-------- Excerpt to read --------
Justice for Janitors fighting big tech, big banks for a fair contract

Union janitors marched in six different locations throughout California on Aug. 15. SLL photo: Scott Scheffer

Thousands of janitors across California have taken to the streets to fight for a fair union contract. On June 15, hundreds of janitors held a commemorative march in downtown Los Angeles. The action marked the 31st anniversary of a brutal and unprovoked 1990 police attack on a striking janitorial workers’ protest in the posh Century City area of LA. 

At the time, LAPD cops simply waded into the peaceful march beating people. One woman worker was pregnant and miscarried. Some workers were hospitalized. The outrage over the attack helped bring about a solid contract settlement and built sympathy and solidarity for Justice for Janitors as the United Service Workers West’s (USWW) campaign came to be called. 

The commemoration in June of that 1990 attack was also to announce new negotiations for a fair contract. Still without a contract, union janitors marched in six different locations throughout California on Aug. 15, including the pictured march of 800 through the streets of Hollywood. Negotiations for a new contract began in early 2020, but were cut short at the height of COVID-19 in March 2020. An extension of the union contract was put in place, which expires on Aug. 31.
--------
### What to work on
Write out, word for word, the part of the article on the janitors' contract fight between "At the time, LAPD" and "to be called.", inclusive.
-------- Dataset excerpt --------
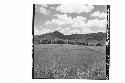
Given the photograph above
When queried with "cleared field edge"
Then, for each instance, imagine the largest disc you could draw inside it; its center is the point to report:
(108, 43)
--------
### Answer to this exercise
At the time, LAPD cops simply waded into the peaceful march beating people. One woman worker was pregnant and miscarried. Some workers were hospitalized. The outrage over the attack helped bring about a solid contract settlement and built sympathy and solidarity for Justice for Janitors as the United Service Workers West’s (USWW) campaign came to be called.